**YOUR INSTRUCTIONS**:
Could you write out, word for word, each line from the one containing "point: small front" to the last line of the data below, both included and nothing more?

--------------------------------

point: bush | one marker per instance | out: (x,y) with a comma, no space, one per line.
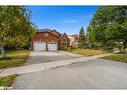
(67,49)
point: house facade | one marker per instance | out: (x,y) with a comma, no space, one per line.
(73,40)
(49,40)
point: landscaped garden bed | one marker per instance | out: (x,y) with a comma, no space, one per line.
(7,81)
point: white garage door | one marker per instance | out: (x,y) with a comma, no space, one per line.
(52,46)
(39,46)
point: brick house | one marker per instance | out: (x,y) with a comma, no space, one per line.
(49,40)
(73,40)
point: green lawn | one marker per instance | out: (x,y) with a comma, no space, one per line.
(117,57)
(88,52)
(7,81)
(18,59)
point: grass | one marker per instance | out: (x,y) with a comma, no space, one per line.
(88,52)
(7,80)
(117,57)
(18,58)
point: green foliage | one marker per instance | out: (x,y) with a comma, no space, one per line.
(108,25)
(117,57)
(67,49)
(16,28)
(82,38)
(7,80)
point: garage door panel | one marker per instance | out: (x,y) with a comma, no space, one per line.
(39,46)
(52,46)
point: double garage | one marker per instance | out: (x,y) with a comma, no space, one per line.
(44,46)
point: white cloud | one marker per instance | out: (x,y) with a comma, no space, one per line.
(69,21)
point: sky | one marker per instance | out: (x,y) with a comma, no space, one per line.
(67,19)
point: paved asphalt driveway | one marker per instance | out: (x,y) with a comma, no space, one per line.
(94,74)
(41,57)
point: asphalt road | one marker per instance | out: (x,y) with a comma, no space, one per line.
(94,74)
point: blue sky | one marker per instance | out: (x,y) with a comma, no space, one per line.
(67,19)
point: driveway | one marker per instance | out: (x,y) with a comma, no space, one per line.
(41,57)
(94,74)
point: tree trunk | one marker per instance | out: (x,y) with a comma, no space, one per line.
(124,45)
(3,51)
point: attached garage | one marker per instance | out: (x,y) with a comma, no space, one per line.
(48,40)
(52,46)
(39,46)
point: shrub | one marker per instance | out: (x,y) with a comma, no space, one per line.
(67,49)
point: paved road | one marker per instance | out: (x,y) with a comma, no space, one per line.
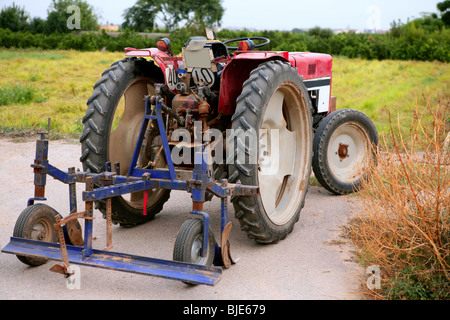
(314,262)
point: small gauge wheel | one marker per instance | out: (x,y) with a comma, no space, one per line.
(189,244)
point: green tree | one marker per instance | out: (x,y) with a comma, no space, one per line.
(444,9)
(57,20)
(173,12)
(14,18)
(141,16)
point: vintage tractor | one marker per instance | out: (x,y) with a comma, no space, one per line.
(250,92)
(217,120)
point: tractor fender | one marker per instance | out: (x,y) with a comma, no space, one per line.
(167,63)
(237,72)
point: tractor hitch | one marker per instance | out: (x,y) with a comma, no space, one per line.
(70,247)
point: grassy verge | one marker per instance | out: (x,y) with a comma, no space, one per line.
(403,227)
(59,83)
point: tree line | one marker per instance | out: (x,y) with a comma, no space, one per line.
(426,38)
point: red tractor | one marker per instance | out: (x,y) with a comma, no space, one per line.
(266,118)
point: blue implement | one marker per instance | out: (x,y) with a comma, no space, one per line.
(174,270)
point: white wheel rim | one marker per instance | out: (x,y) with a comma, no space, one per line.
(348,152)
(284,140)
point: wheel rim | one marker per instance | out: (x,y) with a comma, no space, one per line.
(196,251)
(124,134)
(285,142)
(348,152)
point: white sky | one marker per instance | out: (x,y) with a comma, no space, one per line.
(274,15)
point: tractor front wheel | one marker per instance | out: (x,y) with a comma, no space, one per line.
(112,124)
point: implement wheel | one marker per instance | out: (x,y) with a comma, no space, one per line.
(111,128)
(273,150)
(36,223)
(189,244)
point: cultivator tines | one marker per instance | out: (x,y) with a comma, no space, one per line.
(70,248)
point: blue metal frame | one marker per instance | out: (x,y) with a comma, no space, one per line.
(111,185)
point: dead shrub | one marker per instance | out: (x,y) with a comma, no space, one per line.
(403,225)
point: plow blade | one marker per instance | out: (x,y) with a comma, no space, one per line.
(174,270)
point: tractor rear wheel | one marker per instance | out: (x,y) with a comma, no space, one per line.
(345,145)
(112,124)
(274,111)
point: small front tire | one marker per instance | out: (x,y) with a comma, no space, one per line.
(345,145)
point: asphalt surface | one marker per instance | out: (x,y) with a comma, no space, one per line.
(315,262)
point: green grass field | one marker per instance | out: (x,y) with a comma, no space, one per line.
(35,85)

--------------------------------

**SOLVED PROBLEM**:
point: small front tire | one marker per instance | out: (x,y) with a comma, no space, one per line.
(345,145)
point: asphalt surface | one marker per instance | out: (x,y) with a comma, no space, one per line.
(315,262)
point: green grass field | one marker per instance | out: (x,y) with a comma, no space, one per line.
(35,85)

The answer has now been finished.